**TASK OBJECTIVE:** Turn every line of the records below into a numbered list, skipping blank lines. Leave the pictures out of the list.
-- BEGIN DATA IN THIS EXERCISE --
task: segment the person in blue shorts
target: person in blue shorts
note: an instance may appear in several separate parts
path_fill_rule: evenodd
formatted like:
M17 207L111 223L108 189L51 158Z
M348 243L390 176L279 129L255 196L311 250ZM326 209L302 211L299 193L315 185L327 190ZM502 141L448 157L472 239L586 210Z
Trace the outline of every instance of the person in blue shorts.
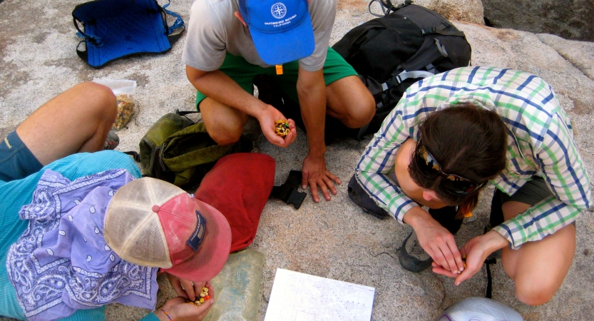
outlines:
M82 83L0 141L0 316L101 320L118 302L155 310L143 320L200 320L212 307L229 225L103 151L116 110L108 88ZM159 268L179 296L155 310ZM203 287L212 300L187 303Z

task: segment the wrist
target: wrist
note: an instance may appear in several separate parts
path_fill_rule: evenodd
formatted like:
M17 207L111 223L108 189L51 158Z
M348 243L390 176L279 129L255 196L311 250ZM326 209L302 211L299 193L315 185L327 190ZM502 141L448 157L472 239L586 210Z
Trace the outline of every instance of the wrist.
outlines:
M415 231L430 219L433 219L433 218L421 206L415 206L411 208L402 217L402 221L411 225Z
M493 253L509 245L509 241L496 231L490 230L483 235L485 240L486 250Z
M166 313L165 313L166 312ZM154 312L155 315L159 318L160 321L172 321L173 319L171 317L171 315L165 309L158 309L156 311Z
M323 160L326 156L326 146L309 148L307 157L316 160Z
M270 115L271 108L275 109L272 105L268 105L255 97L254 97L254 100L250 99L250 101L252 103L250 103L247 108L246 113L258 121L262 119L262 117ZM277 121L277 119L275 119L275 121Z

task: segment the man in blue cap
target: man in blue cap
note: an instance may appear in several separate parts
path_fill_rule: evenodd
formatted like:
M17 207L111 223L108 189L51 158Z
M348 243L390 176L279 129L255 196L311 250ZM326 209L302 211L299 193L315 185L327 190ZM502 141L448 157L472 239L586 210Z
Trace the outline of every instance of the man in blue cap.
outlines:
M284 138L275 121L285 117L252 95L255 76L274 81L298 101L309 153L302 185L314 201L319 188L327 200L341 180L326 168L326 115L349 128L368 123L375 113L373 96L357 73L328 46L336 0L200 0L190 9L182 59L198 89L196 105L208 133L221 145L239 140L247 116L260 121L272 144L287 147L295 125Z

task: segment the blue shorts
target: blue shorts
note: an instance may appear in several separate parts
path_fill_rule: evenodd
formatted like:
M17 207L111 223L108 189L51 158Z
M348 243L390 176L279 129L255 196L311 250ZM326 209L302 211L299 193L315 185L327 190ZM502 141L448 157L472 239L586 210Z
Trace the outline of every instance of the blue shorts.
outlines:
M0 141L0 180L20 180L39 171L42 167L16 131Z

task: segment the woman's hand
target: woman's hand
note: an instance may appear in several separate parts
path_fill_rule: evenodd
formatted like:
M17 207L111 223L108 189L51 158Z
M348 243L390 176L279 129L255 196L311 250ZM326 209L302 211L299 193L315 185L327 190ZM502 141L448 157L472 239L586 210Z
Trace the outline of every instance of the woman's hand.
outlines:
M196 296L200 293L202 288L205 287L206 282L192 282L188 280L180 279L175 275L172 275L168 272L167 280L171 283L175 293L180 297L185 297L191 301L196 299ZM209 289L210 290L210 289Z
M419 244L431 257L434 263L448 272L457 274L464 270L462 256L454 235L419 206L404 214L404 223L416 233Z
M492 253L507 245L508 240L501 234L494 230L486 234L477 236L469 240L460 253L463 258L466 258L466 268L461 274L452 273L443 267L433 263L433 272L450 277L456 277L454 284L459 285L462 282L471 278L483 267L483 263Z
M201 321L215 304L215 290L210 283L206 282L205 285L210 298L200 305L186 302L185 297L177 297L168 300L161 308L169 317L160 309L155 311L155 315L161 321L170 321L170 317L175 321Z

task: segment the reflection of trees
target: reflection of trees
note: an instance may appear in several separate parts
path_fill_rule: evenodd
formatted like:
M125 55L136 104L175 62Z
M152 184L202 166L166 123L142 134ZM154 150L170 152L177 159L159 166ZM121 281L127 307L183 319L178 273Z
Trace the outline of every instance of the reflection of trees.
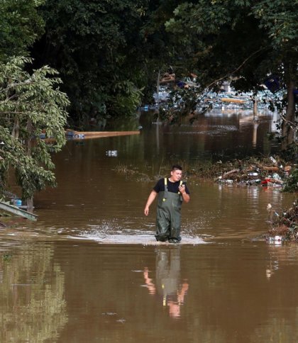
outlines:
M3 262L1 342L40 342L67 322L65 277L52 248L22 250Z

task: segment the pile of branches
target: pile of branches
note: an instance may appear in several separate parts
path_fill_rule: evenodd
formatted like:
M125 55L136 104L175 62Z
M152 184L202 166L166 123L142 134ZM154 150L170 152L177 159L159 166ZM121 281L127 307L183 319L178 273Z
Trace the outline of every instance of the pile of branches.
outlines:
M215 179L216 182L282 186L292 169L284 161L273 157L236 160L230 165L233 168L227 170L226 167L226 170Z

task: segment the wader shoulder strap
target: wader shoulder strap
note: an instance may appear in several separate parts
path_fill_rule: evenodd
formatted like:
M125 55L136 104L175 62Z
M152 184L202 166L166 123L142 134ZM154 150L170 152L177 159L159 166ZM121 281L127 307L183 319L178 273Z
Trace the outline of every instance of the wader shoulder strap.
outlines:
M165 192L167 192L167 179L165 177Z
M183 184L183 181L180 180L180 184L179 185L179 186L180 186L182 184ZM180 192L178 191L178 194L180 194Z

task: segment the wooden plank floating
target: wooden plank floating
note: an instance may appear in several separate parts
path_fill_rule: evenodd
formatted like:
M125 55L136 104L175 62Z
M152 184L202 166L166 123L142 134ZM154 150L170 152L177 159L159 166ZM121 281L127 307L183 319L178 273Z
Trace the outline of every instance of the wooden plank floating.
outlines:
M66 137L72 139L100 138L101 137L124 136L128 135L139 135L140 131L75 131L67 130Z
M21 217L29 219L30 220L35 221L38 217L37 215L21 210L21 208L18 208L18 207L13 206L13 205L11 205L4 201L0 201L0 208L16 215L20 215Z

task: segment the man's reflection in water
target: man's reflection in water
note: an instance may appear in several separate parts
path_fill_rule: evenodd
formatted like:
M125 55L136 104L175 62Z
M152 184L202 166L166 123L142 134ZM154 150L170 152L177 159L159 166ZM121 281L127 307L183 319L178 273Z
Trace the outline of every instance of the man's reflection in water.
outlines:
M180 281L180 249L179 247L161 247L156 250L156 280L149 277L144 269L144 279L150 294L162 296L163 306L168 306L170 315L180 317L180 306L188 290L188 283Z

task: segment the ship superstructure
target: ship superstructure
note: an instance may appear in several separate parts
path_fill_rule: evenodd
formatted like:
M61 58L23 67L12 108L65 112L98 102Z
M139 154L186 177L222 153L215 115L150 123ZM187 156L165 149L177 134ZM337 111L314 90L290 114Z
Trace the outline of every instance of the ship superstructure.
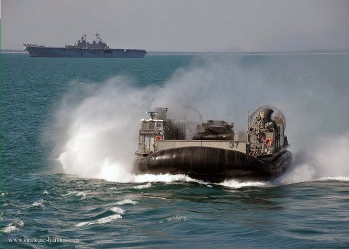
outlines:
-- END DATA IN THIS EXERCISE --
**ANSWER TO THIS TASK:**
1. task: segment the person in blue shorts
2. target: person in blue shorts
3. note: an instance may appear in several separate parts
4. path_fill_rule: evenodd
5. formatted like:
6. M17 207L111 223L108 189L51 158Z
7. M348 243L390 176L279 129L255 196L311 250ZM326 209L302 211L299 193L315 185L327 190ZM502 141L448 157L472 239L586 210Z
8. Trace the outline of every instance of the person in blue shorts.
9. outlines:
10. M82 83L0 141L0 316L101 320L118 302L155 310L143 320L200 320L212 307L229 225L103 151L116 110L108 88ZM159 268L179 296L155 310ZM203 287L212 300L187 303Z
11. task: segment the wrist
12. target: wrist
13. note: an instance may appear in several separate parts
14. path_fill_rule: evenodd
15. formatted like:
16. M17 207L111 223L108 189L51 158Z
17. M348 243L390 176L279 129L255 196L311 250ZM326 209L302 211L299 193L315 185L327 190ZM502 141L448 157L472 239L586 210Z
18. Trace the outline of every instance of the wrist.
19. outlines:
20. M415 231L430 219L433 219L433 218L421 206L415 206L411 208L402 217L402 221L411 225Z
21. M493 253L509 245L509 241L496 231L490 230L483 235L485 240L486 250Z
22. M166 313L165 313L166 312ZM154 312L155 315L159 318L160 321L172 321L173 319L171 317L171 315L165 309L158 309L156 311Z
23. M323 160L326 156L326 146L309 148L307 157L316 160Z
24. M270 115L271 108L275 109L272 105L268 105L255 97L254 97L254 100L250 99L250 101L252 103L250 103L247 108L246 113L258 121L262 119L262 117ZM277 121L277 119L275 119L275 121Z
25. task: segment the man in blue cap
26. target: man in blue cap
27. note: an instance may appear in several separate parts
28. path_fill_rule: evenodd
29. formatted like:
30. M17 207L111 223L108 189L51 158Z
31. M348 243L390 176L279 129L255 196L311 250ZM326 209L302 211L299 193L315 185L327 190ZM502 141L448 157L472 239L586 210Z
32. Trace the outline of every instance of the man in blue cap.
33. outlines:
34. M284 138L275 121L285 117L252 95L255 76L274 81L298 101L309 153L302 185L314 201L319 188L327 200L341 180L326 168L326 115L349 128L368 123L375 113L373 96L357 73L328 46L336 0L200 0L190 9L182 59L198 89L196 105L208 133L221 145L239 140L247 116L260 121L272 144L287 147L295 125Z
35. task: segment the blue shorts
36. target: blue shorts
37. note: an instance may appear in several separate parts
38. path_fill_rule: evenodd
39. formatted like:
40. M17 207L111 223L108 189L51 158Z
41. M348 243L390 176L279 129L255 196L311 250ZM326 209L302 211L299 193L315 185L327 190ZM502 141L448 157L472 239L586 210Z
42. Trace the outline of every instance of the blue shorts.
43. outlines:
44. M0 141L0 180L20 180L39 171L42 167L16 131Z
45. task: segment the woman's hand
46. target: woman's hand
47. note: an instance may appear in several separate parts
48. path_fill_rule: evenodd
49. formatted like:
50. M17 207L111 223L108 189L51 158Z
51. M348 243L390 176L279 129L255 196L311 250ZM326 209L302 211L299 193L315 185L327 190ZM502 141L448 157L472 239L586 210Z
52. Trace the outline of every instance of the woman's hand.
53. outlines:
54. M196 296L200 293L202 288L205 287L206 282L192 282L188 280L180 279L175 275L172 275L168 272L167 280L171 283L175 293L180 297L185 297L191 301L196 299ZM209 289L210 290L210 289Z
55. M419 244L431 257L434 263L448 272L457 274L464 270L462 256L454 235L419 206L404 214L404 223L416 233Z
56. M492 253L507 245L508 240L501 234L494 230L486 234L477 236L469 240L460 253L463 258L466 258L466 268L461 274L452 273L443 267L433 263L433 272L450 277L456 277L454 284L459 285L462 282L471 278L483 267L483 263Z
57. M201 321L215 304L215 290L210 283L206 282L205 285L210 298L200 305L186 302L185 297L177 297L168 300L161 308L169 317L160 309L155 311L155 315L161 321L170 321L170 317L175 321Z
58. task: segment the reflection of trees
59. target: reflection of trees
60. note: an instance may appear in several separate parts
61. path_fill_rule: evenodd
62. formatted like:
63. M125 55L136 104L175 62Z
64. M152 184L202 166L166 123L142 134ZM154 150L170 152L177 159L159 166ZM121 281L127 307L183 319L178 273Z
65. Trace the outline of every instance of the reflection of trees.
66. outlines:
67. M3 262L1 342L40 342L67 322L65 277L52 248L22 250Z
68. task: segment the pile of branches
69. target: pile of branches
70. note: an instance may appear in several separate parts
71. path_fill_rule: evenodd
72. formatted like:
73. M125 55L136 104L175 62Z
74. M152 184L202 166L166 123L142 134ZM154 150L170 152L177 159L159 166ZM121 281L127 307L183 319L178 273Z
75. Trace the outline of every instance of the pile of branches.
76. outlines:
77. M215 179L216 182L282 186L292 169L284 161L273 157L236 160L230 165L233 168L227 170L226 167L226 170Z
78. task: segment the wader shoulder strap
79. target: wader shoulder strap
80. note: an instance may appear in several separate parts
81. path_fill_rule: evenodd
82. formatted like:
83. M125 55L136 104L175 62Z
84. M152 184L202 166L166 123L142 134ZM154 150L170 152L177 159L159 166ZM121 281L127 307L183 319L178 273Z
85. Trace the outline of every instance of the wader shoulder strap.
86. outlines:
87. M165 192L167 192L167 179L165 177Z
88. M183 184L183 181L180 180L180 184L179 185L179 186L180 186L182 184ZM180 192L178 191L178 194L180 194Z
89. task: segment the wooden plank floating
90. target: wooden plank floating
91. note: an instance may appear in several separate parts
92. path_fill_rule: evenodd
93. formatted like:
94. M125 55L136 104L175 62Z
95. M152 184L202 166L166 123L142 134ZM154 150L170 152L177 159L159 166ZM121 281L127 307L183 319L178 273Z
96. Trace the outline of every instance of the wooden plank floating.
97. outlines:
98. M66 137L72 139L100 138L101 137L124 136L128 135L139 135L140 131L75 131L67 130Z
99. M21 217L29 219L30 220L35 221L38 217L37 215L21 210L21 208L18 208L18 207L13 206L13 205L11 205L4 201L0 201L0 208L16 215L20 215Z
100. task: segment the man's reflection in water
101. target: man's reflection in water
102. note: an instance may appear in several separate parts
103. path_fill_rule: evenodd
104. formatted like:
105. M125 55L136 104L175 62Z
106. M152 184L202 166L166 123L142 134ZM154 150L170 152L177 159L159 166ZM121 281L127 307L183 319L178 273Z
107. Trace the outline of every instance of the man's reflection in water.
108. outlines:
109. M180 281L180 249L179 247L161 247L156 250L156 280L149 277L144 269L144 279L150 294L162 296L163 306L168 306L170 315L180 317L180 306L188 290L188 283Z
110. task: segment the ship superstructure
111. target: ship superstructure
112. note: an instance may appear in several separate parts
113. path_fill_rule: evenodd
114. formatted like:
115. M61 58L23 67L12 108L65 112L98 102Z
116. M139 154L186 177L222 153L215 115L150 123ZM187 156L165 149L177 134ZM337 111L314 90L290 114Z
117. Trace the outline of every instance of the ship superstructure.
118. outlines:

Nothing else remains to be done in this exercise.